» Given problem
Reproduce the complete listing below, substituting "Place" for each occurrence of "Drop" and leaving all other text unchanged.
[Start of Provided information]
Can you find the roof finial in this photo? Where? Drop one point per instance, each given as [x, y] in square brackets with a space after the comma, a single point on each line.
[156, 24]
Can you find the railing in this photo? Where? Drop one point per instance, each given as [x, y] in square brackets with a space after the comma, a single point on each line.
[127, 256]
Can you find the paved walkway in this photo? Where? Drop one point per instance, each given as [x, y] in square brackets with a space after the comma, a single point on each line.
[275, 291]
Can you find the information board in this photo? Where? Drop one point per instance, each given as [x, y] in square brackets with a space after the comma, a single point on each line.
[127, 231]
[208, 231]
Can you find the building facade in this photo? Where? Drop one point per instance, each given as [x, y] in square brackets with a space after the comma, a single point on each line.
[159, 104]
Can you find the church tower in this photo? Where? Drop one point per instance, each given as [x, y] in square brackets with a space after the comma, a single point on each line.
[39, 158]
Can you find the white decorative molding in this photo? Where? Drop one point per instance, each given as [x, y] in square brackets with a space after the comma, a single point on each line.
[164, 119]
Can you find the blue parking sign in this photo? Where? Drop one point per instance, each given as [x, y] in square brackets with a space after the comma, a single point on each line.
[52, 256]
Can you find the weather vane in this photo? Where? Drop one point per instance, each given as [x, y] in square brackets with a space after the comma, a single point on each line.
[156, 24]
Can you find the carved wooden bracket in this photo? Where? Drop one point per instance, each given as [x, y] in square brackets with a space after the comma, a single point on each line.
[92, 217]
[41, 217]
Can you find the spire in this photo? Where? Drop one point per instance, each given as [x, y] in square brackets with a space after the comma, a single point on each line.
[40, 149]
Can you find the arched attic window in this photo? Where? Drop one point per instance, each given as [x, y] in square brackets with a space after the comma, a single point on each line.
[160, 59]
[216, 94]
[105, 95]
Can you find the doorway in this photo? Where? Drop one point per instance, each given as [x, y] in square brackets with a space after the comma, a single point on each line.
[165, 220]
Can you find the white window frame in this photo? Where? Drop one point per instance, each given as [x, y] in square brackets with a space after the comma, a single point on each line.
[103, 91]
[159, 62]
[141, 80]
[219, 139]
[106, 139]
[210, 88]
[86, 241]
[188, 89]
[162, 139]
[End of Provided information]
» Response for this exercise
Can you find the roof finial in this photo? Where? Place one point per instance, each given as [x, y] in square brackets with a space after the comma, a single point on each line.
[156, 24]
Can you find the railing in this photo? Where? Place one point per instance, each given as [x, y] in square brackets with a space after the comma, a single point on each line.
[127, 256]
Can you find the paved walkway in this photo? Where? Place one point per instance, each given as [x, y] in square brackets with a space after the comma, a single point on each line.
[275, 291]
Can you find the information board in this photo? Where? Place one point per instance, each given as [x, y] in square brackets with a space after the comma, a single point on each line.
[127, 231]
[208, 231]
Can you find the building facade in this photo? Where? Place one point per instance, each given as [x, y] in square brackets with a space after the comma, a single point on each line.
[159, 104]
Can you find the church tower in this photo? Where? Place one point per instance, each given as [x, y] in square brackets with a space after the comma, a single point on each line.
[39, 158]
Can you find the white decorative molding in this photo? Where? Place one point per instance, each given as [x, y] in square brackets with a space after the comma, a single point on each line.
[164, 119]
Can you find the blue parking sign in this photo? Where? Place one point per instance, each given as [x, y] in square brackets with a space after the comma, a single point on each line.
[52, 256]
Can you find the weather vane in this photo? Where? Place one point per instance, each given as [x, y] in square brackets with a space after the comma, a single point on each line.
[156, 24]
Can you find the carved wooden bracket in this photo? Where? Place one point per instance, each given as [x, y] in square brackets with a space after the comma, a single point on each line.
[92, 217]
[41, 217]
Can you find the spire in this photo? Where? Place one point per instance, each given as [x, y] in square brackets with a space after the comma, a single point on each line.
[40, 149]
Can you find the arched attic window in this photo? Where? Place one point per instance, each given as [x, y] in square brackets with a space after the comma, a single point on each line.
[160, 59]
[216, 94]
[105, 95]
Can you find the doorway in this photo? Where? Place one point per instance, each given as [x, y] in square brackets with a space after the comma, a single point on each line.
[165, 220]
Can you find the white window frame in this photo? Where? Place one point per instance, each given as [x, y] in square brackets with a space after the comma, a single point on each line.
[103, 91]
[159, 62]
[141, 80]
[219, 139]
[106, 139]
[210, 88]
[86, 241]
[188, 89]
[162, 139]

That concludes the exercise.